• EXERCISE: Please find each line in the records below that contains the word "columns" and copy those lines.

• RECORDS:
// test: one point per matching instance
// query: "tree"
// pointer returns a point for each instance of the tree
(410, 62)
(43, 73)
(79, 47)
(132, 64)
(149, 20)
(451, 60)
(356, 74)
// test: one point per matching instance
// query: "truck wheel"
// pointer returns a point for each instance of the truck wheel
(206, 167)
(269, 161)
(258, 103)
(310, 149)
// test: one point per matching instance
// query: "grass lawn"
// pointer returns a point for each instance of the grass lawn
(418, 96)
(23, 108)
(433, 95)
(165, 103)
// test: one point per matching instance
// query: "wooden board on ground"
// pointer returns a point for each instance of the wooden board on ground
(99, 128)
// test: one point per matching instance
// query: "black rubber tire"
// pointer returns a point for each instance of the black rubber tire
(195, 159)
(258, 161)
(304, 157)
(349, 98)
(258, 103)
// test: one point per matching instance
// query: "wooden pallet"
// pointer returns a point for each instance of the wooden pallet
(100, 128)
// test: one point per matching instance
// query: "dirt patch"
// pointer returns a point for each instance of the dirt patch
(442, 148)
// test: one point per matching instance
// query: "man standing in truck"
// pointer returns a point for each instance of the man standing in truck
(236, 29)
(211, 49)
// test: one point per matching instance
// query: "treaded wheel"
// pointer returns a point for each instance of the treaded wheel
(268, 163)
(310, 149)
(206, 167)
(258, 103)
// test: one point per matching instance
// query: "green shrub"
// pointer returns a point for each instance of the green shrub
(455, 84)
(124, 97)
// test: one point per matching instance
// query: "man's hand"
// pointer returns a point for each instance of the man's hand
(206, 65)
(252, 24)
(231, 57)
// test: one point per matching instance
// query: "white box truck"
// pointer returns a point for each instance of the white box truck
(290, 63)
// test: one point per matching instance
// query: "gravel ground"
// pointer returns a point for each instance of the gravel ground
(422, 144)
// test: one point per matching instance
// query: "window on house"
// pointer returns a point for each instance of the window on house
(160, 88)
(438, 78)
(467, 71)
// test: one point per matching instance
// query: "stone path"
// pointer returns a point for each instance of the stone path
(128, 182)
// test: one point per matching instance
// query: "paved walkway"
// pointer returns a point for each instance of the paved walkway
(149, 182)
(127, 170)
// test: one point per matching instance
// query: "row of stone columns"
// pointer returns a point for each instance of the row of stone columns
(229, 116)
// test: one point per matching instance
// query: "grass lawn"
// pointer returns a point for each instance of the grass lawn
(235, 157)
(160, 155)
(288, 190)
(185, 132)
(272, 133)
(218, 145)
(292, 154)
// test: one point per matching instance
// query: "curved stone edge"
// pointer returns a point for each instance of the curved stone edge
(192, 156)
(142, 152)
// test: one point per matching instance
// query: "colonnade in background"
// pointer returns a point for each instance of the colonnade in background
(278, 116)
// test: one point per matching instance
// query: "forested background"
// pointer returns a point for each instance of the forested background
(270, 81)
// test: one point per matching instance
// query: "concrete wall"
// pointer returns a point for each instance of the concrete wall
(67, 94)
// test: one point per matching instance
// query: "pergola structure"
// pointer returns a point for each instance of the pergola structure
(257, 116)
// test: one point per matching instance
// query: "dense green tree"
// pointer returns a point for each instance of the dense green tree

• SOLUTION TO THIS TASK:
// query: "row of stone columns"
// pointer returns a point for each instance of the row of stone columns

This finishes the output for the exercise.